EXERCISE —
Show every line from the entries that follow which holds the word "item".

SUPPLIED MATERIAL —

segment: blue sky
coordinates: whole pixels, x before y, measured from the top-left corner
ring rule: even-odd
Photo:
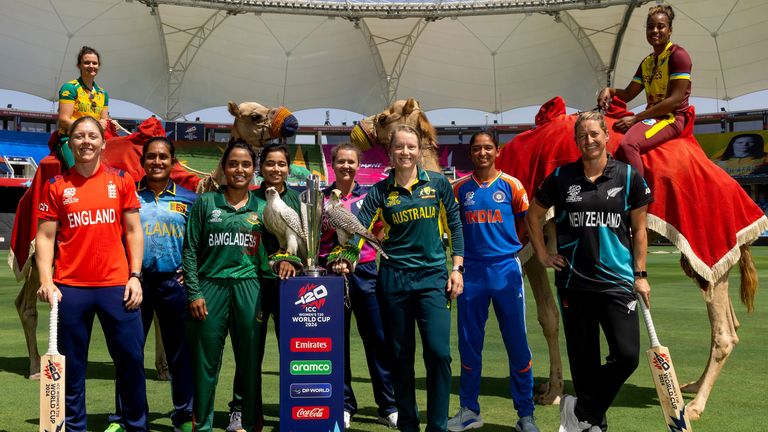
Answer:
[[[545,101],[542,100],[542,103]],[[637,108],[643,103],[642,97],[635,99],[633,108]],[[751,93],[730,101],[717,101],[710,98],[691,98],[691,103],[696,106],[698,114],[713,113],[720,111],[720,107],[725,107],[727,111],[743,111],[754,109],[768,109],[768,90]],[[12,90],[0,89],[0,107],[6,107],[12,104],[14,108],[28,111],[55,112],[56,103],[49,100],[32,96],[26,93],[20,93]],[[289,107],[290,108],[290,107]],[[383,109],[383,107],[382,107]],[[484,125],[492,124],[498,120],[500,124],[518,124],[533,123],[534,116],[539,107],[517,108],[505,111],[501,114],[488,114],[477,110],[467,109],[440,109],[427,111],[430,121],[437,126],[447,126],[451,121],[456,125]],[[152,112],[119,99],[110,99],[109,111],[116,118],[136,118],[145,119],[152,115]],[[301,125],[322,125],[325,122],[325,109],[310,109],[296,111],[294,114]],[[226,110],[225,106],[208,108],[187,114],[187,120],[195,120],[200,117],[201,121],[210,123],[230,123],[232,116]],[[362,115],[344,110],[330,110],[331,124],[341,125],[347,122],[351,125],[353,121],[359,120]]]

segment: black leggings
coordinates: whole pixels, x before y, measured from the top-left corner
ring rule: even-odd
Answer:
[[[564,292],[565,291],[565,292]],[[563,330],[571,378],[576,390],[576,416],[599,425],[624,381],[637,368],[640,329],[632,293],[560,291]],[[602,364],[600,328],[608,342]]]

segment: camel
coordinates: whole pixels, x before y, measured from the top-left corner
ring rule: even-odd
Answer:
[[[350,139],[362,150],[367,150],[373,145],[389,148],[390,133],[400,124],[407,124],[421,133],[422,167],[442,171],[437,153],[437,132],[413,98],[395,101],[383,112],[367,117],[353,128]],[[528,260],[524,262],[523,270],[531,284],[539,324],[549,350],[549,380],[541,386],[535,399],[540,404],[559,403],[563,393],[563,366],[558,344],[560,315],[549,287],[547,272],[541,264],[536,260]]]
[[[374,145],[389,150],[389,135],[401,124],[411,126],[421,133],[421,166],[431,171],[441,171],[437,132],[416,99],[395,101],[379,114],[364,118],[352,129],[350,140],[363,151]]]
[[[612,125],[628,114],[622,101],[612,101],[606,113],[611,153],[622,137]],[[701,288],[711,325],[707,366],[696,381],[682,386],[683,391],[696,393],[686,408],[691,420],[699,419],[704,412],[712,387],[739,342],[736,334],[739,322],[728,296],[728,274],[738,263],[741,300],[747,311],[751,311],[757,272],[749,244],[768,228],[768,219],[762,210],[735,180],[704,154],[693,137],[694,118],[691,107],[680,137],[642,156],[645,179],[656,200],[648,209],[648,227],[669,239],[681,251],[681,266]],[[536,116],[536,127],[507,143],[501,150],[497,166],[520,179],[527,190],[535,190],[555,167],[578,159],[574,142],[575,119],[576,114],[565,114],[562,99],[545,103]],[[550,211],[547,219],[551,215]],[[521,259],[530,258],[530,249],[528,245],[523,250]],[[532,265],[534,262],[537,260],[528,260],[526,271],[535,293],[541,286],[535,285],[534,279],[543,284],[547,278],[544,268]],[[541,305],[537,298],[537,306],[540,312],[549,308],[546,312],[549,316],[557,314],[554,304]],[[545,332],[550,347],[557,344],[556,334]],[[549,384],[550,392],[553,384],[558,388],[558,382],[553,382],[551,376]],[[559,390],[562,391],[562,381]]]
[[[258,153],[263,144],[275,138],[290,137],[296,133],[298,122],[291,112],[285,107],[271,108],[256,102],[228,103],[229,112],[235,117],[232,126],[232,137],[242,138],[247,141]],[[119,126],[119,125],[118,125]],[[128,136],[117,137],[117,133],[108,134],[107,146],[102,154],[106,165],[122,169],[134,179],[140,179],[144,175],[139,158],[144,142],[152,136],[165,135],[165,130],[159,120],[147,119],[139,126],[139,131]],[[171,179],[177,184],[190,190],[203,192],[211,190],[217,184],[212,173],[207,179],[201,180],[196,174],[177,164],[171,173]],[[8,264],[14,270],[16,280],[23,281],[21,291],[14,302],[19,314],[24,337],[27,342],[29,354],[29,379],[37,380],[40,377],[40,352],[37,348],[37,297],[39,287],[39,274],[35,268],[33,259],[35,245],[34,238],[37,232],[37,206],[42,194],[42,185],[50,177],[61,172],[61,165],[52,153],[43,158],[35,172],[32,185],[24,194],[16,209],[13,235],[11,240],[11,253]],[[195,171],[196,172],[196,171]],[[211,181],[211,179],[214,179]],[[206,181],[207,180],[207,181]],[[157,325],[155,325],[157,329]],[[161,379],[167,379],[168,366],[165,361],[165,352],[159,333],[156,332],[156,356],[155,366]]]

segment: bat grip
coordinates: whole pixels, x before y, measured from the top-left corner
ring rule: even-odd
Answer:
[[[48,318],[48,354],[59,354],[59,293],[53,293],[51,316]]]
[[[640,305],[640,310],[643,312],[643,320],[645,321],[645,327],[648,329],[648,338],[651,340],[651,347],[656,348],[661,346],[659,337],[656,336],[656,327],[653,325],[653,319],[651,318],[651,311],[648,306],[645,305],[645,300],[640,294],[637,294],[637,304]]]

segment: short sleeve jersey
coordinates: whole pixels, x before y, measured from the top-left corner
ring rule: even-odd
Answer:
[[[125,285],[123,213],[139,206],[135,183],[121,170],[101,165],[88,178],[74,169],[51,178],[40,201],[40,218],[59,225],[53,281],[79,287]]]
[[[323,189],[323,196],[327,200],[331,196],[331,192],[336,189],[336,183],[333,183],[329,187]],[[360,208],[363,206],[363,200],[367,195],[366,191],[355,182],[355,186],[352,188],[352,192],[346,196],[341,197],[341,205],[353,215],[357,216],[360,212]],[[377,229],[378,228],[378,229]],[[374,227],[373,232],[378,232],[381,229],[381,224]],[[327,257],[331,253],[334,247],[338,246],[339,240],[336,237],[336,230],[328,225],[328,221],[323,218],[322,234],[320,236],[320,256]],[[360,248],[360,264],[367,263],[376,260],[376,249],[371,247],[368,242],[363,243],[363,247]]]
[[[630,212],[653,201],[637,171],[609,158],[593,183],[578,160],[555,169],[535,196],[544,207],[555,207],[557,250],[567,260],[555,272],[558,289],[632,291]]]
[[[518,179],[499,172],[480,182],[468,175],[454,183],[453,191],[464,227],[465,259],[509,258],[522,248],[515,218],[528,212],[528,195]]]
[[[367,228],[384,223],[383,249],[389,259],[379,265],[403,270],[445,266],[443,233],[452,254],[464,256],[459,208],[448,180],[440,173],[419,169],[416,182],[403,187],[395,171],[368,191],[357,214]]]
[[[691,68],[691,56],[688,52],[680,45],[669,42],[658,57],[651,53],[643,59],[632,81],[645,88],[648,108],[667,97],[670,81],[688,81],[685,97],[674,110],[676,114],[683,114],[688,109],[688,97],[691,95]]]
[[[181,269],[181,251],[189,212],[197,195],[168,181],[156,195],[146,178],[136,189],[141,202],[141,228],[144,232],[144,273],[171,273]]]
[[[87,91],[82,78],[78,78],[61,86],[59,90],[59,104],[74,105],[72,120],[80,117],[91,116],[95,119],[101,118],[101,112],[109,107],[109,96],[107,91],[93,83],[93,90]],[[66,134],[68,131],[59,130],[59,133]]]
[[[264,182],[261,183],[261,186],[258,189],[253,191],[253,194],[263,203],[263,205],[259,207],[260,218],[264,216],[264,206],[266,206],[267,203],[266,191],[267,186],[264,184]],[[301,215],[301,201],[299,199],[298,192],[291,189],[288,185],[285,185],[285,189],[283,189],[283,192],[280,193],[280,199],[282,199],[288,205],[288,207],[296,210],[296,212]],[[280,242],[271,232],[265,229],[261,238],[264,242],[264,250],[266,251],[267,256],[272,255],[280,250]],[[272,271],[272,269],[268,267],[269,266],[266,268],[264,277],[267,279],[277,279],[277,275]]]

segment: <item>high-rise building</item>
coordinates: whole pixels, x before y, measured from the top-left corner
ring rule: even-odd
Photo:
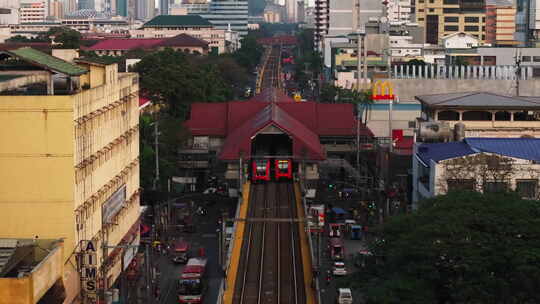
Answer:
[[[18,24],[19,8],[18,0],[0,0],[0,24]]]
[[[74,303],[88,280],[111,288],[129,265],[122,257],[132,249],[106,246],[139,244],[138,76],[30,48],[6,54],[25,65],[15,66],[18,80],[4,81],[0,96],[0,138],[9,142],[0,145],[0,237],[62,238],[61,288]],[[83,268],[101,271],[85,276]],[[37,301],[43,289],[34,288],[19,297]]]
[[[328,0],[316,0],[314,9],[315,31],[313,37],[314,47],[320,49],[322,38],[328,34],[330,19],[330,5]]]
[[[49,6],[49,16],[57,19],[64,18],[64,3],[60,0],[52,0]]]
[[[168,15],[171,0],[159,0],[159,14]]]
[[[189,11],[189,14],[194,14]],[[214,0],[209,3],[209,12],[199,13],[214,28],[238,32],[240,36],[248,33],[248,1],[247,0]]]
[[[128,0],[115,0],[115,1],[116,1],[116,10],[115,10],[116,15],[127,17],[128,16]]]
[[[20,23],[44,22],[49,15],[49,1],[21,0],[19,9]]]
[[[485,0],[418,0],[416,21],[424,27],[426,43],[438,44],[443,36],[457,32],[484,42],[485,6]]]
[[[94,0],[79,0],[79,9],[94,9]]]
[[[488,0],[486,5],[486,43],[496,46],[518,45],[516,7],[510,0]]]
[[[386,5],[386,13],[390,23],[411,22],[411,0],[389,0]]]
[[[294,23],[296,22],[296,9],[297,9],[297,0],[285,0],[285,11],[287,13],[287,21]]]

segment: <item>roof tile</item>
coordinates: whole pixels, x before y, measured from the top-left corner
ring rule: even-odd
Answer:
[[[88,73],[87,69],[84,69],[78,65],[69,63],[60,58],[53,57],[51,55],[45,54],[29,47],[10,50],[6,52],[31,64],[35,64],[37,66],[41,66],[45,69],[49,69],[61,74],[66,74],[69,76],[79,76]]]
[[[145,27],[205,26],[212,24],[199,15],[159,15],[143,25]]]

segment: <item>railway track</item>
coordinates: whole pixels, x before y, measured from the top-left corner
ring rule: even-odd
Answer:
[[[266,52],[257,93],[267,88],[281,89],[281,87],[281,47],[272,46]]]
[[[248,217],[295,218],[290,183],[253,185]],[[298,223],[247,222],[233,303],[305,304]]]

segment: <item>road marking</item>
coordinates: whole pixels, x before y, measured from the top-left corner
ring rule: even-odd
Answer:
[[[217,237],[217,234],[215,233],[205,233],[202,235],[203,238],[215,238]]]

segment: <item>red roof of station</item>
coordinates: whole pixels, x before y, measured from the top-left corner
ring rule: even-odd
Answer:
[[[293,157],[311,160],[326,158],[319,136],[281,109],[277,103],[267,104],[251,119],[227,136],[219,154],[225,160],[238,159],[240,154],[251,155],[251,138],[260,130],[273,125],[293,138]]]
[[[273,44],[283,44],[283,45],[295,45],[298,44],[298,39],[295,36],[276,36],[276,37],[266,37],[257,39],[259,44],[263,45],[273,45]]]

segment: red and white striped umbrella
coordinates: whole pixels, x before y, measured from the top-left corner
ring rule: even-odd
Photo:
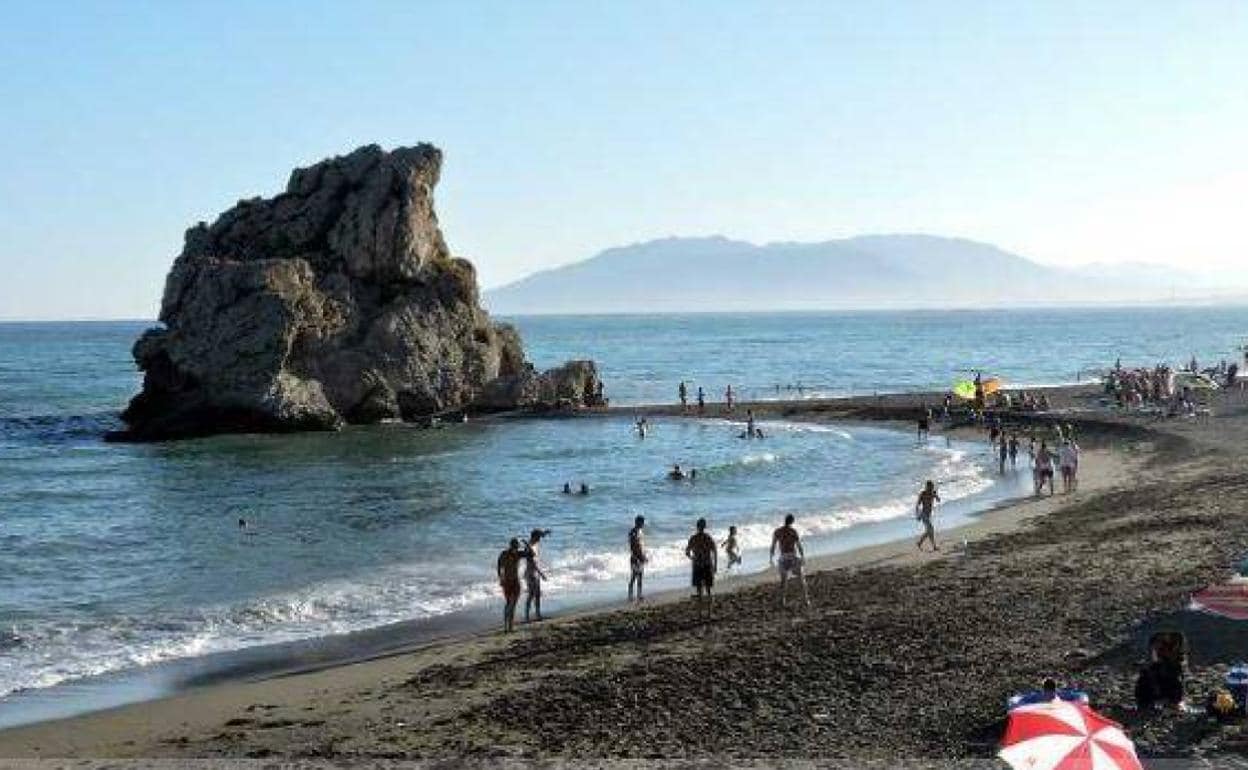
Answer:
[[[1231,620],[1248,620],[1248,583],[1209,586],[1192,595],[1192,609]]]
[[[998,756],[1015,770],[1143,770],[1118,723],[1062,700],[1011,711]]]

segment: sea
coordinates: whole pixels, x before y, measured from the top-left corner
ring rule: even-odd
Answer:
[[[505,320],[539,367],[597,361],[613,406],[673,402],[682,380],[714,402],[729,384],[741,399],[943,391],[975,370],[1086,382],[1119,359],[1240,360],[1248,338],[1240,307]],[[149,675],[188,662],[202,673],[241,652],[496,622],[495,559],[533,528],[551,531],[559,614],[622,598],[635,515],[657,591],[686,585],[699,517],[719,539],[738,528],[744,573],[766,567],[786,514],[827,553],[915,536],[924,479],[941,487],[942,526],[1027,487],[979,442],[783,420],[743,440],[739,415],[655,419],[644,440],[624,410],[105,443],[150,325],[0,324],[0,725],[163,694],[187,677]],[[697,481],[669,481],[673,463]]]

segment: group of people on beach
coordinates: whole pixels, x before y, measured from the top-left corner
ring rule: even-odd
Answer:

WRITTEN RESPONSE —
segment: <item>high-rise building</item>
segment: <item>roof tile</item>
segment: <item>railway track</item>
segment: <item>road marking</item>
segment: <item>red roof of station</item>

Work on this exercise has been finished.